-------- SOURCE EXCERPT

The above is a subset of outstanding, still-contested material from defendant's September 2, 2025, email. Defendant effectively contends that the list presented in the motion constitutes a body of discoverable material over which (at the time of the motion's filing on October 6, 2025) the prosecution had failed to exercise due diligence or good faith, such that the August 13, 2025, certification of discovery compliance must be invalidated and the accompanying statement of readiness deemed illusory. Since the filing of the defense motion, the People have shared additional material. In the SCoC dated November 24, 2025, the People asserted that some of the shared material is "not discoverable" but nonetheless was "obtained and shared . . . under a presumption of openness." The parties have engaged in off-calendar discovery conferencing with the Part 17 court attorney and on January 6, 2026, conferred on the record before the court (see CPL 245.35 [2]).
Prior to assessing the People's discovery compliance here, the court has reviewed the parties' cross-filings, a transcript of the January 6, 2026, conference, and the relevant statutes and case law. The court also has given due consideration to, among other factors, "whether the prosecutor knew that the belatedly disclosed or allegedly missing material existed" ; "whether the belated discovery was substantively duplicative, insignificant, or easily remedied" ; and "whether the prosecution's delayed disclosure of discovery was prejudicial to the defense or otherwise impeded the defense's ability to effectively investigate the case or prepare for trial" (CPL 245.50 [5] [a]), as well as, of course, the holistic reasonableness of the defense demands [*9]delineated in the motion triggering this examination.
B. Discovery Compliance Analysis
1. Sample Issue: The Facial Identification Software (FIS) File
One significant point of dispute has been the defense demand for materials related to the FIS database search that generated defendant's photograph from the surveillance still image of the stranger. During the discovery phase, in an October 2, 2025, email to the prosecutor, counsel acknowledged the receipt of a partial FIS file but explained that its contents were inadequate to meet defense standards. Counsel then articulated the multi-categorical nature of the singular FIS file request, thereby expanding the request well beyond the materials previously disclosed.

----------------
-------- SUPPLIED INFORMATION

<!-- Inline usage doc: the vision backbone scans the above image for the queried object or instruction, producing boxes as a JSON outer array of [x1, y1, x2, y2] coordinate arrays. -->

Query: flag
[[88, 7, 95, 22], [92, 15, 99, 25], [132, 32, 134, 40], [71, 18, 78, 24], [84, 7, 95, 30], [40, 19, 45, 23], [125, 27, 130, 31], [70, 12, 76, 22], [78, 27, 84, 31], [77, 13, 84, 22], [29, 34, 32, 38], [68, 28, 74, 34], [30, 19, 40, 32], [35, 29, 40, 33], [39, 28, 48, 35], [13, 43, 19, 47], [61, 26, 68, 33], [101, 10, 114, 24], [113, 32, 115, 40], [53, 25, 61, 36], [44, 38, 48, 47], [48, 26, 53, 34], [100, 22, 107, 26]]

----------------
-------- SUPPLIED INFORMATION

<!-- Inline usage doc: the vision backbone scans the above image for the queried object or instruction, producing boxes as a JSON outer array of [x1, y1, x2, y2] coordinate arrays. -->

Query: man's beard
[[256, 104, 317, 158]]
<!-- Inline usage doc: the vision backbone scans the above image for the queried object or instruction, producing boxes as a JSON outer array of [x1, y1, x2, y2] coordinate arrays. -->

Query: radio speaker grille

----------------

# CHALLENGES
1 – Copy, word for word, the passage of the court opinion excerpt that opens with the words containing "Prior to assessing" and closes with "triggering this examination.".
2 – According to the court opinion excerpt, on what date did the parties confer on the record before the court?
The data comes from a different source than the court opinion excerpt.

# EXPECTED OUTPUTS
1 –
Prior to assessing the People's discovery compliance here, the court has reviewed the parties' cross-filings, a transcript of the January 6, 2026, conference, and the relevant statutes and case law. The court also has given due consideration to, among other factors, "whether the prosecutor knew that the belatedly disclosed or allegedly missing material existed" ; "whether the belated discovery was substantively duplicative, insignificant, or easily remedied" ; and "whether the prosecution's delayed disclosure of discovery was prejudicial to the defense or otherwise impeded the defense's ability to effectively investigate the case or prepare for trial" (CPL 245.50 [5] [a]), as well as, of course, the holistic reasonableness of the defense demands [*9]delineated in the motion triggering this examination.

2 – January 6, 2026